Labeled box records
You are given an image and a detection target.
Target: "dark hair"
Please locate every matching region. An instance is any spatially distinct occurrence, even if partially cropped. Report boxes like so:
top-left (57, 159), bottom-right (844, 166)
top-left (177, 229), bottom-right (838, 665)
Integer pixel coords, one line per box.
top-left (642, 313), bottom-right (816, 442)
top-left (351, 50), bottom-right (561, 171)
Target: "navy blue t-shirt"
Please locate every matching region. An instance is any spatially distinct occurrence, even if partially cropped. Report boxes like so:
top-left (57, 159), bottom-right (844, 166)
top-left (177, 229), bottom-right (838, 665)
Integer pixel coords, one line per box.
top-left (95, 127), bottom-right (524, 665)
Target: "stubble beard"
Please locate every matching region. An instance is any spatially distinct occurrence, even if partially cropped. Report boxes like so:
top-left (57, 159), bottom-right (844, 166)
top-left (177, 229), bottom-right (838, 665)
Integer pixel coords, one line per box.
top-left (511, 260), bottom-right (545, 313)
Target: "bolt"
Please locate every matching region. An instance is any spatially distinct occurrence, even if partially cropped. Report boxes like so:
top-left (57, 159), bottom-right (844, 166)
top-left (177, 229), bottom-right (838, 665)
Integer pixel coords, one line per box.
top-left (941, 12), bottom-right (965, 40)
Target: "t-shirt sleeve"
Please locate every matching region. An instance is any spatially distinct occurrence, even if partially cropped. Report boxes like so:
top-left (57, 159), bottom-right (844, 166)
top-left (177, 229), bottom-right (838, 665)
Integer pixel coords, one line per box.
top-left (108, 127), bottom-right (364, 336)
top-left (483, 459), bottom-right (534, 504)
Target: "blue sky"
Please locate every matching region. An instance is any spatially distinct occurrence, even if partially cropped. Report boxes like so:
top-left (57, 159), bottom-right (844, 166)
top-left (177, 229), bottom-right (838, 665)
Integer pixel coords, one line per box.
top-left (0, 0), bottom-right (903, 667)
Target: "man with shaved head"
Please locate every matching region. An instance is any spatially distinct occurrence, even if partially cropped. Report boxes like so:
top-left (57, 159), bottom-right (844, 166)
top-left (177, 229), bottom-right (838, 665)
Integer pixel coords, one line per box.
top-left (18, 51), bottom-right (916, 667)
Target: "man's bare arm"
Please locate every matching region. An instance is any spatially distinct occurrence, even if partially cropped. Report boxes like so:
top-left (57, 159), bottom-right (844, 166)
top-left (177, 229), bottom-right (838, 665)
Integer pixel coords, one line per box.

**Your goal:**
Reproduce all of the items above verbatim, line for line, with no changes.

**Written solution:**
You are given an image and a detection target.
Target: "dark hair"
Please locate every matching region. An instance is any spatially distinct occurrence, even if partially cropped. Report boxes like so:
top-left (57, 159), bottom-right (844, 166)
top-left (177, 229), bottom-right (838, 665)
Integer pixel coords, one line per box.
top-left (642, 313), bottom-right (816, 442)
top-left (351, 50), bottom-right (561, 171)
Target: "navy blue t-shirt"
Please locate every matching region. An instance is any spatially distinct occurrence, even if partially cropped. Report boxes like so:
top-left (57, 159), bottom-right (844, 166)
top-left (177, 229), bottom-right (838, 665)
Integer pixel coords, one line per box.
top-left (95, 127), bottom-right (524, 665)
Target: "stubble beard"
Please locate every matching region. An instance is any spatially distinct occurrence, even if partially cropped. Report boxes like so:
top-left (57, 159), bottom-right (844, 166)
top-left (177, 229), bottom-right (838, 665)
Integer pixel coords, one line per box.
top-left (511, 260), bottom-right (545, 313)
Target: "bolt"
Please locate every matching region. An instance is any spatially distinct occurrence, even if partially cropped. Report boxes like so:
top-left (57, 159), bottom-right (844, 166)
top-left (177, 229), bottom-right (838, 665)
Integer pixel coords, one line per box.
top-left (941, 12), bottom-right (965, 40)
Target: "t-shirt sleeve"
Please locate every matching region. An instance is any spatially distinct occurrence, even if partially cropped. Report boxes like so:
top-left (57, 159), bottom-right (844, 166)
top-left (177, 229), bottom-right (838, 665)
Integer pixel coords, one line per box.
top-left (108, 127), bottom-right (364, 336)
top-left (483, 459), bottom-right (534, 504)
Target: "blue sky"
Please locate every matching region. An instance is any spatially distinct occurrence, even if partially cropped. Report boxes like so:
top-left (57, 159), bottom-right (844, 166)
top-left (177, 229), bottom-right (838, 665)
Integer pixel coords, one line per box.
top-left (0, 0), bottom-right (903, 667)
Target: "man with shaved head"
Please locate every matching region. An instance is any spatially distinct occurrence, even if partially cropped. Report boxes like so:
top-left (57, 159), bottom-right (844, 166)
top-left (177, 229), bottom-right (838, 665)
Integer pixel coords, one line per box.
top-left (18, 51), bottom-right (916, 667)
Target: "man's bare arm"
Please locate every matching region. An instance is any spatially distinct occurrence, even if partially cropped. Report boxes like so:
top-left (57, 159), bottom-right (844, 166)
top-left (177, 229), bottom-right (838, 665)
Integer pixel coords, one line per box.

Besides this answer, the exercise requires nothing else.